[The problem] Only the lines from the one with "Where can the woman with" to the end of the data below should be returned, each exactly as it stands.

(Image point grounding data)
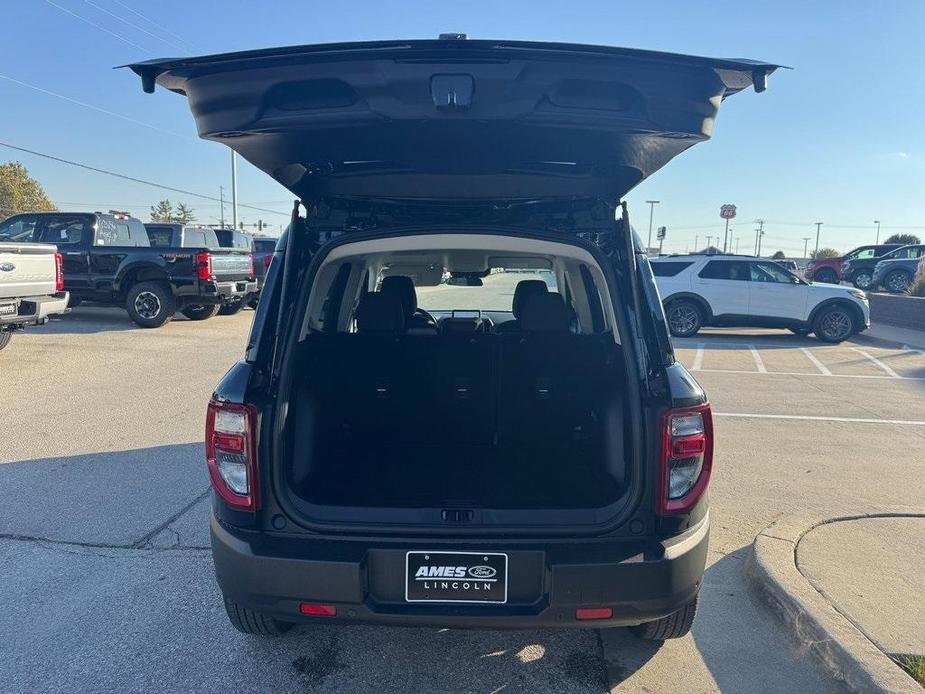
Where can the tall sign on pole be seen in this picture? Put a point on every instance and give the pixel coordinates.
(726, 212)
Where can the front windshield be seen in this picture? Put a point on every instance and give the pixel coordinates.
(495, 294)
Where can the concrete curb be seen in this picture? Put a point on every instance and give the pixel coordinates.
(843, 649)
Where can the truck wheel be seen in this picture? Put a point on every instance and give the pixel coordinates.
(150, 304)
(250, 622)
(897, 281)
(200, 311)
(684, 318)
(674, 626)
(231, 308)
(834, 324)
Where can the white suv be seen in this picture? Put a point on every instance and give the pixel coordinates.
(699, 290)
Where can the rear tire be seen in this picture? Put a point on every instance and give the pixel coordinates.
(684, 318)
(231, 309)
(248, 621)
(834, 324)
(150, 304)
(863, 279)
(897, 281)
(674, 626)
(200, 311)
(826, 275)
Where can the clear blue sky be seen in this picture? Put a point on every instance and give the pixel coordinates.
(839, 139)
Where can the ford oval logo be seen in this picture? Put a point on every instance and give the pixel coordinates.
(482, 571)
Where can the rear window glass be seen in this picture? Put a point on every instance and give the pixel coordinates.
(668, 269)
(725, 270)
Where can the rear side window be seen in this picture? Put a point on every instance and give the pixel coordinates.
(732, 270)
(668, 269)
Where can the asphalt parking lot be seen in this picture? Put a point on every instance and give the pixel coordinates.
(106, 581)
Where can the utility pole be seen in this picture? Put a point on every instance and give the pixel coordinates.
(651, 204)
(234, 189)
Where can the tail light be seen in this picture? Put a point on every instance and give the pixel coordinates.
(686, 458)
(59, 272)
(231, 453)
(204, 266)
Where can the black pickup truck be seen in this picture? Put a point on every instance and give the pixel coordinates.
(109, 259)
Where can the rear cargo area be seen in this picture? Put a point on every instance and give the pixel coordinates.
(493, 421)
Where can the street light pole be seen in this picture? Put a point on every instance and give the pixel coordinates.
(651, 204)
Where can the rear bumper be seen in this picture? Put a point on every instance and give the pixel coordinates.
(365, 580)
(34, 310)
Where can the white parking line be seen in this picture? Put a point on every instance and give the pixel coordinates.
(698, 358)
(876, 362)
(803, 373)
(823, 369)
(852, 420)
(757, 357)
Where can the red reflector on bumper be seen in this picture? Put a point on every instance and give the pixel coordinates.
(594, 613)
(318, 610)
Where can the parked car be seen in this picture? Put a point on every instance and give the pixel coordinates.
(263, 249)
(895, 270)
(374, 462)
(740, 291)
(832, 270)
(31, 286)
(108, 259)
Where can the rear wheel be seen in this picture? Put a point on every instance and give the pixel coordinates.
(674, 626)
(150, 304)
(231, 308)
(862, 279)
(897, 281)
(834, 324)
(684, 318)
(248, 621)
(200, 311)
(826, 275)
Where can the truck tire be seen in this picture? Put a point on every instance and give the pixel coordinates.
(834, 324)
(685, 318)
(674, 626)
(248, 621)
(897, 281)
(231, 308)
(150, 304)
(200, 311)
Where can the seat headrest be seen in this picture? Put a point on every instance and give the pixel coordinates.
(524, 289)
(544, 313)
(402, 288)
(379, 313)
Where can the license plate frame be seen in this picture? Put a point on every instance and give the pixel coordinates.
(456, 577)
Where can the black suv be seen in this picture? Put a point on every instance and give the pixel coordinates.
(517, 447)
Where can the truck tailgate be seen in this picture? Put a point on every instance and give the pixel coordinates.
(26, 269)
(229, 266)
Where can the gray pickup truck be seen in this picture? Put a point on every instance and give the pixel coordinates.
(31, 286)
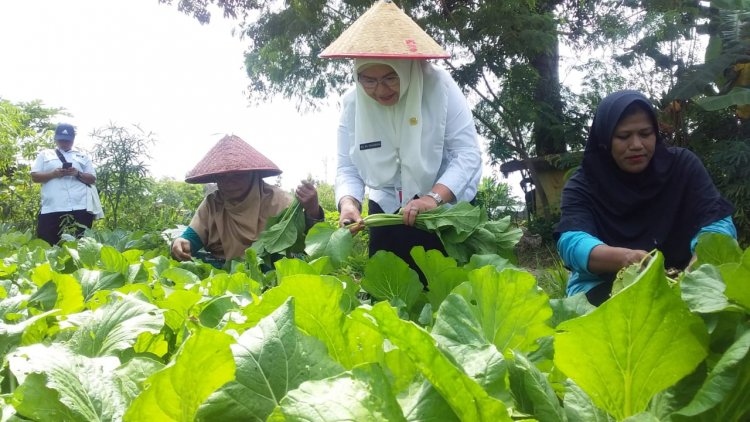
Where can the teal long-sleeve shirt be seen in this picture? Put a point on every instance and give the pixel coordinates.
(575, 248)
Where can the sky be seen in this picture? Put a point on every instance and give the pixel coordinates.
(139, 62)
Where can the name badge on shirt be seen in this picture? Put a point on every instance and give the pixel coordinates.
(369, 145)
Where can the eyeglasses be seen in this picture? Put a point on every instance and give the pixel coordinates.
(391, 81)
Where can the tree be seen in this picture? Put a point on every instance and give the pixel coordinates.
(505, 57)
(121, 171)
(496, 198)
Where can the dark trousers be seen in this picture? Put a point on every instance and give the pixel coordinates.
(597, 295)
(50, 225)
(400, 239)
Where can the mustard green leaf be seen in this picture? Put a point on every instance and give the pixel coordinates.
(150, 343)
(482, 260)
(114, 326)
(11, 334)
(69, 293)
(317, 310)
(41, 274)
(716, 249)
(579, 407)
(442, 273)
(112, 260)
(722, 379)
(272, 358)
(177, 307)
(283, 232)
(323, 240)
(636, 344)
(422, 402)
(131, 376)
(363, 394)
(44, 297)
(203, 364)
(467, 399)
(402, 370)
(512, 312)
(236, 283)
(180, 276)
(93, 281)
(736, 276)
(703, 290)
(458, 332)
(11, 308)
(532, 392)
(88, 252)
(85, 386)
(388, 277)
(292, 266)
(214, 310)
(33, 391)
(365, 345)
(569, 307)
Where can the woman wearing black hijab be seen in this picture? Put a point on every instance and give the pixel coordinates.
(633, 194)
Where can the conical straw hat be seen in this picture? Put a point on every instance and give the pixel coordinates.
(385, 31)
(231, 155)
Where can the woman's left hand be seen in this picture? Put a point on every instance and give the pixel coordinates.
(416, 206)
(307, 195)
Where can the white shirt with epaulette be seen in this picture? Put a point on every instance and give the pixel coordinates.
(63, 193)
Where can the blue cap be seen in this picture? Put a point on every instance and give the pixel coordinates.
(65, 132)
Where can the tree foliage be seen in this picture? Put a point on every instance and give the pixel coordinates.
(120, 158)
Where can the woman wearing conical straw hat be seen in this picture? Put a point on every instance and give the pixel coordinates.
(230, 219)
(406, 131)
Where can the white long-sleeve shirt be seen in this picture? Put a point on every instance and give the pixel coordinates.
(460, 168)
(63, 193)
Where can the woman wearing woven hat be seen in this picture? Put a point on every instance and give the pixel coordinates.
(406, 131)
(230, 219)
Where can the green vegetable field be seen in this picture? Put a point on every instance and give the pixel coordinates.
(108, 329)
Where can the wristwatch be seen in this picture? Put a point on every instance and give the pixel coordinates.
(436, 196)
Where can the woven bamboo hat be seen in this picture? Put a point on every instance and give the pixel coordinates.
(231, 155)
(385, 31)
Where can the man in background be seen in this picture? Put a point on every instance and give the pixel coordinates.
(65, 174)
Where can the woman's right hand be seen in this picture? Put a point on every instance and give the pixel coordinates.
(348, 214)
(609, 259)
(181, 249)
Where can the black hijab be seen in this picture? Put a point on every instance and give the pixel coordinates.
(662, 207)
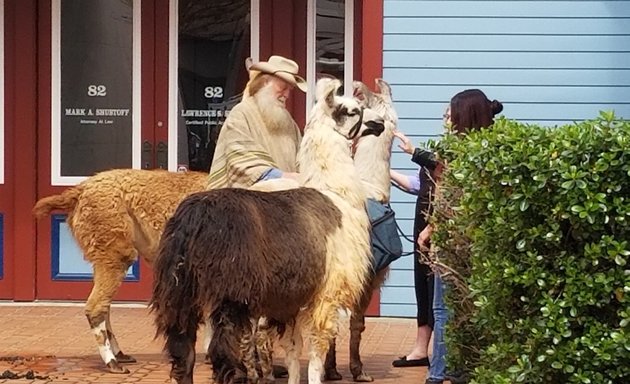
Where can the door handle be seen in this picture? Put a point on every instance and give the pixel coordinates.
(146, 156)
(161, 155)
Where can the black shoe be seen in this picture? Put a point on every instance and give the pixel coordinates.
(279, 371)
(457, 377)
(404, 362)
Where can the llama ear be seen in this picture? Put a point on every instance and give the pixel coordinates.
(329, 92)
(361, 91)
(384, 88)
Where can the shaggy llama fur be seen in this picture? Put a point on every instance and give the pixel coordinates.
(294, 257)
(115, 216)
(372, 160)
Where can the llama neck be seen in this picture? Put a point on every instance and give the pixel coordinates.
(372, 161)
(326, 164)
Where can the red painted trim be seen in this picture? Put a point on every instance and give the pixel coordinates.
(371, 68)
(159, 99)
(372, 41)
(25, 160)
(266, 29)
(147, 112)
(6, 189)
(358, 43)
(299, 55)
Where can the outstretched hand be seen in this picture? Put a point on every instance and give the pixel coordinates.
(405, 144)
(424, 237)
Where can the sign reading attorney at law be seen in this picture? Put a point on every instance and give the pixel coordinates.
(96, 86)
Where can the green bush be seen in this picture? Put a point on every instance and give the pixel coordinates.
(534, 223)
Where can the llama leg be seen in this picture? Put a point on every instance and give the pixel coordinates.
(107, 280)
(120, 356)
(248, 352)
(231, 324)
(181, 349)
(330, 366)
(264, 347)
(291, 341)
(207, 338)
(324, 330)
(357, 326)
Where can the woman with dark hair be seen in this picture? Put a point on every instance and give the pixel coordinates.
(467, 110)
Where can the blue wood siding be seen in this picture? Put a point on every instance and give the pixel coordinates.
(549, 62)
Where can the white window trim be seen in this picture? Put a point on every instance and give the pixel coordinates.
(55, 161)
(348, 68)
(2, 115)
(173, 63)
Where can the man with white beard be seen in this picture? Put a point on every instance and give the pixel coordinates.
(259, 139)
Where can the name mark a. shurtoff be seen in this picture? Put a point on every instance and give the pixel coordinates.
(97, 112)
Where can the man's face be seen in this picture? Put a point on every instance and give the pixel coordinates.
(281, 89)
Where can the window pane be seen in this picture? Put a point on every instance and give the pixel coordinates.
(330, 38)
(96, 85)
(214, 41)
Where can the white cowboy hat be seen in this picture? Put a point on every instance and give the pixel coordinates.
(283, 68)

[Your solution]
Where can the woman with dark hair be seen in this picture? Put a point on every instance and give the pixel coordinates.
(467, 110)
Where can the blue wood siding be seen in this picture? Put a point on every instance and give the pixel coordinates.
(549, 62)
Where can the white window trim be seen in this picture? Put a point on every instance and give the pixel coordinates.
(55, 161)
(348, 68)
(2, 115)
(173, 63)
Where can the man with white beard be seen in this picture? Put a point on every instance and give the pixel coordinates.
(259, 139)
Where can the name mark a. shurtoff be seen in this picture? Put a point on every instance and give the pixel coordinates.
(97, 112)
Where can the man's face be seen in this picture? Put a point on every instance and give the pixel coordinates.
(281, 89)
Where can the window pane be seen in this picture? Put a point on every instance and give the pixel coordinates.
(330, 38)
(96, 85)
(214, 41)
Where can the white cowboy hat be seen in this picture? Put a point on every instance and give the pixel coordinates.
(283, 68)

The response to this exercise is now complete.